THE TASK: Exactly reproduce each of the entries shown below.

INPUT MATERIAL:

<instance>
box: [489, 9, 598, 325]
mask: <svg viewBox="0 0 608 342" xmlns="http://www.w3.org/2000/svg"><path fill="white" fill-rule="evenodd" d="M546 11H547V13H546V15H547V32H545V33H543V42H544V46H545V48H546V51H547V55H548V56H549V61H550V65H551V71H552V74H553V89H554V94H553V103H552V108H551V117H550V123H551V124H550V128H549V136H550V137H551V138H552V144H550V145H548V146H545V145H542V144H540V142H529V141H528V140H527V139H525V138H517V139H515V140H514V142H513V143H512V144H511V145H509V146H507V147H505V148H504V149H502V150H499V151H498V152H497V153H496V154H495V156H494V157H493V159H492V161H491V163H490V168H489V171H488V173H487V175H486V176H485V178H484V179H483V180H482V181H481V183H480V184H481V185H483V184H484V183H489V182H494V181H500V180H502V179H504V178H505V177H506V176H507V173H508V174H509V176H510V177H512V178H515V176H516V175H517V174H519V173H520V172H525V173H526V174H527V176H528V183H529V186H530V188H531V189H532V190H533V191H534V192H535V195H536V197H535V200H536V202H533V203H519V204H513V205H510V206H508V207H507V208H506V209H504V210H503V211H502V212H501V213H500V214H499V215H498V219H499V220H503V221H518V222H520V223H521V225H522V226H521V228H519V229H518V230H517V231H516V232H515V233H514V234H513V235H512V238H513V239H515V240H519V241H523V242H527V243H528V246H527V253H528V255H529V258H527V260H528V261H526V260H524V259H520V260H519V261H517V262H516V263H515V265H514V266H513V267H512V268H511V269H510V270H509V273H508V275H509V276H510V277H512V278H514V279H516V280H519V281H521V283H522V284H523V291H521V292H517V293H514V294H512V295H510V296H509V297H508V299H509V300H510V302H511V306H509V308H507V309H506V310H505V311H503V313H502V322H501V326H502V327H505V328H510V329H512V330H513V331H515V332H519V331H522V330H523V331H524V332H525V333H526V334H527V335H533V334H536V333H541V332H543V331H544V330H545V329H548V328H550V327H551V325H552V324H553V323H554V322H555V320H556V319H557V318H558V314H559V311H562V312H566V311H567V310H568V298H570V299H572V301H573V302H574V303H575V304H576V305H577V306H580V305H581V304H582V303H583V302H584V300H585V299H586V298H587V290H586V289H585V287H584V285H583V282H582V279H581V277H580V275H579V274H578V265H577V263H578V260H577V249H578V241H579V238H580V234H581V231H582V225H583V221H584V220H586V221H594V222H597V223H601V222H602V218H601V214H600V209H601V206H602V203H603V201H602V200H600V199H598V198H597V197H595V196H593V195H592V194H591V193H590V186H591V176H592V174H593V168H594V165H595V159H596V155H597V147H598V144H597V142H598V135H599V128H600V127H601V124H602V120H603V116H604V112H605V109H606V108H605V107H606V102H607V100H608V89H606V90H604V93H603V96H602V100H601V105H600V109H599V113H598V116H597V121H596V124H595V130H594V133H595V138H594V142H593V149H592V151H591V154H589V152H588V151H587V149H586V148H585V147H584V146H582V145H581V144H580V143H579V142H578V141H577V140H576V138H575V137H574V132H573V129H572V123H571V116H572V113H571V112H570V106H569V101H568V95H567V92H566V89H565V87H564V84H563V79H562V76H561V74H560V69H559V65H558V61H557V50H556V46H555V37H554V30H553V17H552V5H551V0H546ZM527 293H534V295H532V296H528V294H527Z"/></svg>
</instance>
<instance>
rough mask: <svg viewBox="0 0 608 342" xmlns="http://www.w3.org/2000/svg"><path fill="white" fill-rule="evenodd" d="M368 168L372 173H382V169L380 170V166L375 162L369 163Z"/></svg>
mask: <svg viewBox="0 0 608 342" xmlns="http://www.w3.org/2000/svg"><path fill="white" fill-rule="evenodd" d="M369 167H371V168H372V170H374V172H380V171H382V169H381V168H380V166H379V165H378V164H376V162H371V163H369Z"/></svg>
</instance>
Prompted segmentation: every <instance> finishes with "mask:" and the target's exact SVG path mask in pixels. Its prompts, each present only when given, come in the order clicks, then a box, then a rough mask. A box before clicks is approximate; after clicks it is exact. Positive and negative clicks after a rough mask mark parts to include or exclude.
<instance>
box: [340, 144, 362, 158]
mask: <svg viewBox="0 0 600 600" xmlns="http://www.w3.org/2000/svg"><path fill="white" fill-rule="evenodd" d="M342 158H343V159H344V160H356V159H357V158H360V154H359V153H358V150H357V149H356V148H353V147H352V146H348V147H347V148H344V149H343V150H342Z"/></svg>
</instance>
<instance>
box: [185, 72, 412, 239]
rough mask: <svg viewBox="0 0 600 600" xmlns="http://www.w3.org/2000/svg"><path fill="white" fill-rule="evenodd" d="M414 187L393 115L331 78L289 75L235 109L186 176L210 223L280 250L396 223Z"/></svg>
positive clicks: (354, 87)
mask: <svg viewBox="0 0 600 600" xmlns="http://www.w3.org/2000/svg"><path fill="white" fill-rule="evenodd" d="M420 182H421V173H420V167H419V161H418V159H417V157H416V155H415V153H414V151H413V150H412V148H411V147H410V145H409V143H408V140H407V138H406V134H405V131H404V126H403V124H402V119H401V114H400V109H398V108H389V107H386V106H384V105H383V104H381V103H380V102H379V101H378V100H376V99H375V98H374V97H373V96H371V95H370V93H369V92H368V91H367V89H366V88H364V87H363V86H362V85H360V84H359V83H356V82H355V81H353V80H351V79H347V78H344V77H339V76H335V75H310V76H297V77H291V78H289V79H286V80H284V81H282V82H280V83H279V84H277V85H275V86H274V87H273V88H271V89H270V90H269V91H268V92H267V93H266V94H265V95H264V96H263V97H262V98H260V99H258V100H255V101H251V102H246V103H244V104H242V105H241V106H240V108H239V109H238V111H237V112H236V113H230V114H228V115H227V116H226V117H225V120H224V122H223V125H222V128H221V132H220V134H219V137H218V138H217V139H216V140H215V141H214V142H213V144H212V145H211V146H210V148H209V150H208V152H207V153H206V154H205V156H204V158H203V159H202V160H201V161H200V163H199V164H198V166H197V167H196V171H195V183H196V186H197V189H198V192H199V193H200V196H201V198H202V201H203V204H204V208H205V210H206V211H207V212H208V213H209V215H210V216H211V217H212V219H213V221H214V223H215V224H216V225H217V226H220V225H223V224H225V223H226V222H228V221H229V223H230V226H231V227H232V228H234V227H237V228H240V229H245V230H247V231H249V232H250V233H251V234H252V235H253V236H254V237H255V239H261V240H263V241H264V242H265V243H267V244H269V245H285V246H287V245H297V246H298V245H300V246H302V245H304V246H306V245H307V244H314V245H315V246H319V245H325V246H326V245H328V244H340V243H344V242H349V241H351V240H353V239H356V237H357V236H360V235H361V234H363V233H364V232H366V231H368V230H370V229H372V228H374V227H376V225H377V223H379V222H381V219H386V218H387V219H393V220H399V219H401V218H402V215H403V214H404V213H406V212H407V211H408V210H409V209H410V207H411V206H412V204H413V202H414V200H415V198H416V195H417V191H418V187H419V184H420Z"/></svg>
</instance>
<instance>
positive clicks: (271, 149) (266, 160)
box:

ANSWER SPACE:
<instance>
box: [489, 9, 598, 325]
mask: <svg viewBox="0 0 608 342" xmlns="http://www.w3.org/2000/svg"><path fill="white" fill-rule="evenodd" d="M546 11H547V13H546V15H547V32H545V33H543V42H544V46H545V48H546V51H547V55H548V56H549V61H550V65H551V71H552V74H553V89H554V94H553V103H552V108H551V117H550V123H551V124H550V128H549V136H550V137H551V138H552V144H550V145H548V146H545V145H542V144H540V142H529V141H528V140H527V139H525V138H517V139H515V140H514V142H513V143H512V144H511V145H509V146H507V147H505V148H504V149H502V150H499V151H498V152H497V153H496V154H495V156H494V157H493V159H492V161H491V163H490V168H489V171H488V173H487V175H486V176H485V178H484V179H483V180H482V181H481V183H480V184H481V185H483V184H484V183H489V182H494V181H500V180H502V179H504V178H505V177H506V176H507V173H508V174H509V176H510V177H512V178H515V176H516V175H517V174H519V173H520V172H525V173H526V174H527V176H528V183H529V186H530V188H531V189H532V190H533V191H534V192H535V195H536V197H535V200H536V202H533V203H519V204H513V205H510V206H508V207H507V208H506V209H504V210H503V211H502V212H501V213H500V214H499V215H498V219H499V220H503V221H518V222H520V223H521V225H522V226H521V228H519V229H518V230H517V231H516V232H515V233H514V234H513V235H512V238H513V239H515V240H519V241H523V242H527V243H528V246H527V253H528V255H529V258H527V260H528V261H526V260H524V259H520V260H519V261H517V262H516V263H515V265H514V266H513V267H512V268H511V269H510V270H509V273H508V275H509V276H510V277H512V278H514V279H516V280H519V281H521V283H522V284H523V291H521V292H517V293H514V294H512V295H510V296H509V297H508V299H509V300H510V302H511V306H509V308H507V309H506V310H505V311H503V313H502V322H501V326H502V327H505V328H510V329H512V330H513V331H515V332H519V331H522V330H523V331H524V332H525V333H526V334H527V335H533V334H536V333H541V332H543V331H544V330H545V329H548V328H550V327H551V325H552V324H553V323H554V322H555V320H556V319H557V318H558V314H559V311H562V312H566V311H567V310H568V298H570V299H572V301H573V302H574V303H575V304H576V305H577V306H580V305H581V304H582V303H583V302H584V300H585V299H586V298H587V290H586V289H585V287H584V285H583V282H582V279H581V277H580V275H579V274H578V265H577V263H578V260H577V249H578V241H579V238H580V234H581V231H582V225H583V221H584V220H586V221H594V222H597V223H601V222H602V218H601V214H600V209H601V206H602V203H603V201H602V200H600V199H598V198H597V197H595V196H593V195H592V194H591V193H590V186H591V176H592V174H593V168H594V165H595V159H596V155H597V147H598V144H597V142H598V135H599V128H600V127H601V124H602V120H603V116H604V112H605V109H606V108H605V107H606V102H607V100H608V89H606V90H604V93H603V96H602V100H601V105H600V109H599V113H598V116H597V121H596V124H595V130H594V133H595V138H594V142H593V149H592V151H591V154H589V152H588V151H587V149H586V148H585V147H584V146H582V145H581V144H580V143H579V142H578V141H577V140H576V138H575V137H574V132H573V129H572V123H571V116H572V113H571V112H570V106H569V101H568V95H567V92H566V89H565V87H564V84H563V79H562V76H561V74H560V69H559V65H558V61H557V50H556V46H555V37H554V30H553V17H552V5H551V0H546ZM527 293H534V295H532V296H528V294H527Z"/></svg>
</instance>
<instance>
rough mask: <svg viewBox="0 0 608 342" xmlns="http://www.w3.org/2000/svg"><path fill="white" fill-rule="evenodd" d="M368 168L372 173H382V169L380 170V166L375 162L369 163Z"/></svg>
mask: <svg viewBox="0 0 608 342" xmlns="http://www.w3.org/2000/svg"><path fill="white" fill-rule="evenodd" d="M369 167H371V168H372V170H374V172H380V171H382V169H381V168H380V166H379V165H378V164H376V162H371V163H369Z"/></svg>
</instance>
Prompted segmentation: every <instance> finishes with "mask:" and the target's exact SVG path mask in pixels. Its prompts, each present only when given, come in the order clicks, then a box, then a rough mask. A box before clicks is approximate; after clicks it is exact. Positive and negative clicks after a rough mask mark parts to include or exclude.
<instance>
box: [340, 144, 362, 158]
mask: <svg viewBox="0 0 600 600" xmlns="http://www.w3.org/2000/svg"><path fill="white" fill-rule="evenodd" d="M342 158H343V159H344V160H356V159H357V158H360V154H359V153H358V150H357V149H356V148H353V147H352V146H348V147H347V148H344V149H343V150H342Z"/></svg>
</instance>
<instance>
box: [185, 72, 412, 239]
rough mask: <svg viewBox="0 0 600 600" xmlns="http://www.w3.org/2000/svg"><path fill="white" fill-rule="evenodd" d="M414 187L393 115L331 78L289 75L235 109L186 176L210 223L280 250L396 223Z"/></svg>
positive clicks: (354, 87)
mask: <svg viewBox="0 0 600 600" xmlns="http://www.w3.org/2000/svg"><path fill="white" fill-rule="evenodd" d="M420 182H421V173H420V167H419V161H418V159H417V157H416V155H415V153H414V151H413V150H412V148H411V147H410V145H409V143H408V140H407V138H406V134H405V131H404V126H403V124H402V119H401V114H400V109H398V108H389V107H386V106H384V105H383V104H381V103H380V102H379V101H378V100H376V99H375V98H374V97H373V96H371V95H370V93H369V92H368V91H367V89H366V88H364V87H363V86H362V85H360V84H359V83H356V82H355V81H353V80H351V79H347V78H344V77H339V76H335V75H310V76H297V77H291V78H289V79H286V80H284V81H282V82H280V83H279V84H277V85H275V86H274V87H273V88H271V89H270V90H269V91H268V92H267V93H266V94H265V95H264V96H263V97H262V98H260V99H258V100H255V101H251V102H246V103H244V104H242V105H241V106H240V108H239V109H238V111H237V112H236V113H230V114H228V115H227V116H226V117H225V120H224V122H223V125H222V128H221V132H220V134H219V137H218V138H217V139H216V140H215V141H214V142H213V144H212V145H211V146H210V148H209V150H208V152H207V153H206V154H205V156H204V158H203V159H202V160H201V161H200V163H199V164H198V166H197V167H196V171H195V183H196V186H197V189H198V192H199V193H200V196H201V198H202V201H203V204H204V208H205V210H206V211H207V212H208V213H209V215H210V216H211V217H212V219H213V221H214V223H215V224H216V225H217V226H220V225H223V224H225V223H226V222H228V221H229V223H230V226H231V227H232V228H234V227H237V228H240V229H245V230H247V231H249V232H250V233H251V234H252V235H253V236H254V237H255V239H261V240H263V241H264V242H265V243H267V244H269V245H285V246H287V245H297V246H298V245H300V246H302V245H304V246H306V245H307V244H314V245H315V246H319V245H325V246H326V245H328V244H340V243H344V242H349V241H351V240H353V239H356V237H357V236H360V235H361V234H363V233H364V232H366V231H368V230H370V229H372V228H374V227H376V225H377V223H379V222H381V219H386V218H387V219H393V220H399V219H401V218H402V215H403V214H404V213H406V212H407V211H408V210H409V209H410V207H411V206H412V204H413V202H414V200H415V198H416V195H417V191H418V187H419V184H420Z"/></svg>
</instance>
<instance>
positive clicks: (271, 149) (266, 160)
box:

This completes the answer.